## Article
━━━━━━

Personal Context of Learning

Each of our individual Learning Landscapes is different: we come with different knowledge, context, ability, and motivation, amongst a host of broader pressures. I thought it was worth exploring a few of these: my motivation being that, as we consider Organisational imperatives and contexts of learning design and delivery, it’s all too easy to forget that learning is, at least at point of consumption, always grounded in the individual.

Learning Landscapes

In any applied context, Individual Agency is key: the ability to do something with, or about, the things that we learn. And that Agency is constrained or enabled by the personal gradients of consequence and power that we inhabit. Gradients of power are one of the most fascinating lenses through which to consider the reality of Organisational life: power as experienced within the hierarchy (your position within the system), and power as experienced within your community (social norms and dominant narratives e.g. narratives about maternity leave, millennials, or diversity). Your own Landscape of Learning is inherently about your ability to understand this context, and to operate within (or around the edges of) it.

In the context of the Social Age, learning often takes place within the arms of your Community: communities being our primary ‘sense making’ entities, the spaces where we contextualise and share our understanding and interpretations, and our own learning narrative. ‘Community’ is more than just ‘space’: it’s more than your LMS, it’s the networks of trusted tribal structures, and both hidden, and visible, learning spaces. The way we are, the ways that we act, and learn, within these communities, forms the foundation of our Social Authority, and hence reputation.

━━━━━━

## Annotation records
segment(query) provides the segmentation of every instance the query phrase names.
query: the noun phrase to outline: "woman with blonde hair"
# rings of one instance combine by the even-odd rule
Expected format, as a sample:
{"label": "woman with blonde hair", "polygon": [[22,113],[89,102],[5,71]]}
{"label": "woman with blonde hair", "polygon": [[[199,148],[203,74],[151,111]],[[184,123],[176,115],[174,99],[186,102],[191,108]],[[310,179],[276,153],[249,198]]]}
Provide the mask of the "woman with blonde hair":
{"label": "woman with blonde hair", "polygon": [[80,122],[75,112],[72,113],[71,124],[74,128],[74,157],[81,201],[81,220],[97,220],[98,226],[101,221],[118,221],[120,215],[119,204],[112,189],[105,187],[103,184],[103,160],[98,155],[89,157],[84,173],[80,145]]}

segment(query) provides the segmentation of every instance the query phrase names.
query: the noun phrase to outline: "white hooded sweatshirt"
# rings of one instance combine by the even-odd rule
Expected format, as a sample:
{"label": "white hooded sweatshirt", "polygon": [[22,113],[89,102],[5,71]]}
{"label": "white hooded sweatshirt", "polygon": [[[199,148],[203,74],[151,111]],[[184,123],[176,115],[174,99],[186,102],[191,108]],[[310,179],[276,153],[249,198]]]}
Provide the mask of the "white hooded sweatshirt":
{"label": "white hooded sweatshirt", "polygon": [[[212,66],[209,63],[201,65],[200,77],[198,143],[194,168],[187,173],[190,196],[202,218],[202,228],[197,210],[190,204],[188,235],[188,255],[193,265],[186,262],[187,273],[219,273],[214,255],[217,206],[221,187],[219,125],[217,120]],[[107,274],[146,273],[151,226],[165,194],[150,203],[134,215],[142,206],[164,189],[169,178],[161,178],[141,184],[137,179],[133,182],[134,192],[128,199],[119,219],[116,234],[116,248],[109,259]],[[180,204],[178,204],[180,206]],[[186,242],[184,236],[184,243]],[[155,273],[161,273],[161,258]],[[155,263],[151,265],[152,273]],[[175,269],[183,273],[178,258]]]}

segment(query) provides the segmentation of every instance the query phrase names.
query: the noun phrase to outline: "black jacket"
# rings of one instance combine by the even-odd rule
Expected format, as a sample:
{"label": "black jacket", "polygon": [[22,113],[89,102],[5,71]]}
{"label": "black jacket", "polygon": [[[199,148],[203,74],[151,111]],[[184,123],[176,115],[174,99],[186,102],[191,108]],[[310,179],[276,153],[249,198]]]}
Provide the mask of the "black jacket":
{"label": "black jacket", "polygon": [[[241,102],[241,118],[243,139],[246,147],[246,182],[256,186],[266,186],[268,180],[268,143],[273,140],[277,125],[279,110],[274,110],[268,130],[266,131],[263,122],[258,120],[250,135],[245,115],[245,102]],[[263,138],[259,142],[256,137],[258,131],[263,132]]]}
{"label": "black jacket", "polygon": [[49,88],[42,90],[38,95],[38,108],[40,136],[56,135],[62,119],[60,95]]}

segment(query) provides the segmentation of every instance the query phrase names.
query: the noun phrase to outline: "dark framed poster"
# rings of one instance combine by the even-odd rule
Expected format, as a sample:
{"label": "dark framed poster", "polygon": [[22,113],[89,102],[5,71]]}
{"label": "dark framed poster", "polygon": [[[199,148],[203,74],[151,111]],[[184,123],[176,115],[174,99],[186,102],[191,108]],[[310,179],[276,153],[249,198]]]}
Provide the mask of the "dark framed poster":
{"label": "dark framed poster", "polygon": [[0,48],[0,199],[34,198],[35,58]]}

━━━━━━

## Task statement
In the article on the personal context of learning, how is Individual Agency defined?

## Final result
It is the ability to do something with, or about, the things that we learn.